◆ Task to carry out: Search the material below for the word "drawer". Copy every line where it is found.

◆ Recorded data:
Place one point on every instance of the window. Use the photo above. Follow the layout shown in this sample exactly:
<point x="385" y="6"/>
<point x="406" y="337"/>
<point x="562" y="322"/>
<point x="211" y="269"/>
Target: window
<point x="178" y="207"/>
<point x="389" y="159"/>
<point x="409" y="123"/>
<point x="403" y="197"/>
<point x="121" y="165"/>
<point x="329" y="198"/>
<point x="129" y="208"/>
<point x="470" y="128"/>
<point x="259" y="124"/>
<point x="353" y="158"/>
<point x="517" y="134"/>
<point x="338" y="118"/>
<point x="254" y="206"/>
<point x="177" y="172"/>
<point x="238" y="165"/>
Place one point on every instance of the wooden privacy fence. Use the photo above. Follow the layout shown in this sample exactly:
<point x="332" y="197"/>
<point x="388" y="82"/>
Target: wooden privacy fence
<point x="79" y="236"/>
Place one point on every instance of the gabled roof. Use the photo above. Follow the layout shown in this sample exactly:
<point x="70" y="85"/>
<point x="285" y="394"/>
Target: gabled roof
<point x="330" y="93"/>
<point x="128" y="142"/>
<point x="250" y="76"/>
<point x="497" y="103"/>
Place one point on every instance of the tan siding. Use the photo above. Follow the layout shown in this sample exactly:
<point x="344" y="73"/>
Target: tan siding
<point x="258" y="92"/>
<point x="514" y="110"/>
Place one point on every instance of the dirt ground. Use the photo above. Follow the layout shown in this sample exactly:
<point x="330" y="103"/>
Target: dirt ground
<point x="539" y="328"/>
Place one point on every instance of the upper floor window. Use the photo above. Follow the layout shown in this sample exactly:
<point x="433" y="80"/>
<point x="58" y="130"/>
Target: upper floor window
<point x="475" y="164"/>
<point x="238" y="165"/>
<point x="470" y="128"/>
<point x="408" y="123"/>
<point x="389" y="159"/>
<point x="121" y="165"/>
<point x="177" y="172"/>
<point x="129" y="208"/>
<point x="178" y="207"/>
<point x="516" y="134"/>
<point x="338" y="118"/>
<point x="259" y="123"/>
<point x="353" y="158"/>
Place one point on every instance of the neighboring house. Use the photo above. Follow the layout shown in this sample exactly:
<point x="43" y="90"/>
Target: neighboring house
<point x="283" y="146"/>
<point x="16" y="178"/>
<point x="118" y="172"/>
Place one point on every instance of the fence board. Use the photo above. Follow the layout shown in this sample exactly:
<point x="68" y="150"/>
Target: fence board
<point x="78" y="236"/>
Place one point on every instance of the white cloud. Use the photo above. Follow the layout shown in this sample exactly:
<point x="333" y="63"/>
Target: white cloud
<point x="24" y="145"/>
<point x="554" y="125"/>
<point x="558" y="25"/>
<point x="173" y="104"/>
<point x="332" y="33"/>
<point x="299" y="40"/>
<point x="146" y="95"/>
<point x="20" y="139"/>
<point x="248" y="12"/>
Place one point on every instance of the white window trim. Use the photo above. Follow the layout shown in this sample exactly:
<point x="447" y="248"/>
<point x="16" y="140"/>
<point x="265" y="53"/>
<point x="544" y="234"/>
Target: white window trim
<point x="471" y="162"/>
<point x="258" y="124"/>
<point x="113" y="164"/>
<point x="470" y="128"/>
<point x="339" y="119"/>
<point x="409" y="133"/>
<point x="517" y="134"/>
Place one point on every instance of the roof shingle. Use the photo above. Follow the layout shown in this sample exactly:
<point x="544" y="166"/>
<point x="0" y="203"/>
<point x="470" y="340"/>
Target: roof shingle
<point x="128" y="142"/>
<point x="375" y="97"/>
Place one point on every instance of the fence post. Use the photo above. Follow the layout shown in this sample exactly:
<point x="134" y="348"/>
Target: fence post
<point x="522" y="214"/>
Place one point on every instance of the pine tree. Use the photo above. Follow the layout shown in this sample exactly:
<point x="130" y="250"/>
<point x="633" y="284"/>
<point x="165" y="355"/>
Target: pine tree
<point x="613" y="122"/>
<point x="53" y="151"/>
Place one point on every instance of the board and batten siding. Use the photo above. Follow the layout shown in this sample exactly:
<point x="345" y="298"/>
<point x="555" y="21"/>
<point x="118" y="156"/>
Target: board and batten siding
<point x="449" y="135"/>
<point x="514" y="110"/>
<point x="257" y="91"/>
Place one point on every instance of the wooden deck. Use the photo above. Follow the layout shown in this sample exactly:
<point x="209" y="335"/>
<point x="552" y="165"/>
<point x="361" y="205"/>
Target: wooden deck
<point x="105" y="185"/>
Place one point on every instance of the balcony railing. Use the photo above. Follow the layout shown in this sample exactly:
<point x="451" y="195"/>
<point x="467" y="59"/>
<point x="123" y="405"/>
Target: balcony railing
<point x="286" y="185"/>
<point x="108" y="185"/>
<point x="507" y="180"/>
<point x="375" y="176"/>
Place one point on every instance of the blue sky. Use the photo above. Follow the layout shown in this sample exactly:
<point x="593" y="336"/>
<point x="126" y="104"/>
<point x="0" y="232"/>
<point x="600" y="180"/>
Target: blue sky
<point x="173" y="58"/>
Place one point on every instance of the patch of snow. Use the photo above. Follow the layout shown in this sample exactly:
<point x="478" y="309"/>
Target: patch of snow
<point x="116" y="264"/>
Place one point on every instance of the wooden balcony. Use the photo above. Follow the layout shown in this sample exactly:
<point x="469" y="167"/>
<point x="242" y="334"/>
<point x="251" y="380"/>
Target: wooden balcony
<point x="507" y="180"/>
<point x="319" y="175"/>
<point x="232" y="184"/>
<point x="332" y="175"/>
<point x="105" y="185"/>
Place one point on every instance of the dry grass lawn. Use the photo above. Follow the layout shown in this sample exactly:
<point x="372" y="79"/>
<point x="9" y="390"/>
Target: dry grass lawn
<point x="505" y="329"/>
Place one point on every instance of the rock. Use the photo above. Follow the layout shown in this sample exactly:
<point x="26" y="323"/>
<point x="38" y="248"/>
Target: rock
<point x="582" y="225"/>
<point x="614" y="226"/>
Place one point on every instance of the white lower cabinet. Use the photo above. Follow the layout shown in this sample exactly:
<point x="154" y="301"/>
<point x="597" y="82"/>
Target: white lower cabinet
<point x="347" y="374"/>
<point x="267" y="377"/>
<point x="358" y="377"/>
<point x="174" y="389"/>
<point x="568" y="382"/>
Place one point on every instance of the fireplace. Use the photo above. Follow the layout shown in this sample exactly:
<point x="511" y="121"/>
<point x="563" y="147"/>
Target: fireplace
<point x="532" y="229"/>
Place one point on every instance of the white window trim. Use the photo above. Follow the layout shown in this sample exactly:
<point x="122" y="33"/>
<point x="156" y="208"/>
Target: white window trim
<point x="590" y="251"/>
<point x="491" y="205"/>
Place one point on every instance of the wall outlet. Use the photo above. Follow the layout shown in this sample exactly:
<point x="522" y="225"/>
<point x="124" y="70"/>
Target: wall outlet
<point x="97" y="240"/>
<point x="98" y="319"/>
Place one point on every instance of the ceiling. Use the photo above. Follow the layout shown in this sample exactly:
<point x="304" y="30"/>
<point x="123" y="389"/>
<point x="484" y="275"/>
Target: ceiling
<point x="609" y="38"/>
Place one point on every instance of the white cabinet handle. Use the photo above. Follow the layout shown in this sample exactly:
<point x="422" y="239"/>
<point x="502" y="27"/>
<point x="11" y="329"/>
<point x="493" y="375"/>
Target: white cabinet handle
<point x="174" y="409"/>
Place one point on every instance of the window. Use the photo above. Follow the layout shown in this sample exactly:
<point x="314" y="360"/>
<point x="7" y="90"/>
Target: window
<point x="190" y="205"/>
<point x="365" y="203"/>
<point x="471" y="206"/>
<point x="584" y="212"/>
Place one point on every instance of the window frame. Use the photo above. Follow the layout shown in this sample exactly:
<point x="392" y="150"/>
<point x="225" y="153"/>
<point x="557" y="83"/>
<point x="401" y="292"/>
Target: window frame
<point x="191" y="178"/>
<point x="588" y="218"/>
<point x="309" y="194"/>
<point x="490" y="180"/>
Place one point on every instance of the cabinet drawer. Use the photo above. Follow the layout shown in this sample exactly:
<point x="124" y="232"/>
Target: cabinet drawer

◆ Exercise answer:
Place one point on every instance of the cabinet drawer. Use the photo above. Follow the layout shown in this sample exactly:
Target: cabinet drawer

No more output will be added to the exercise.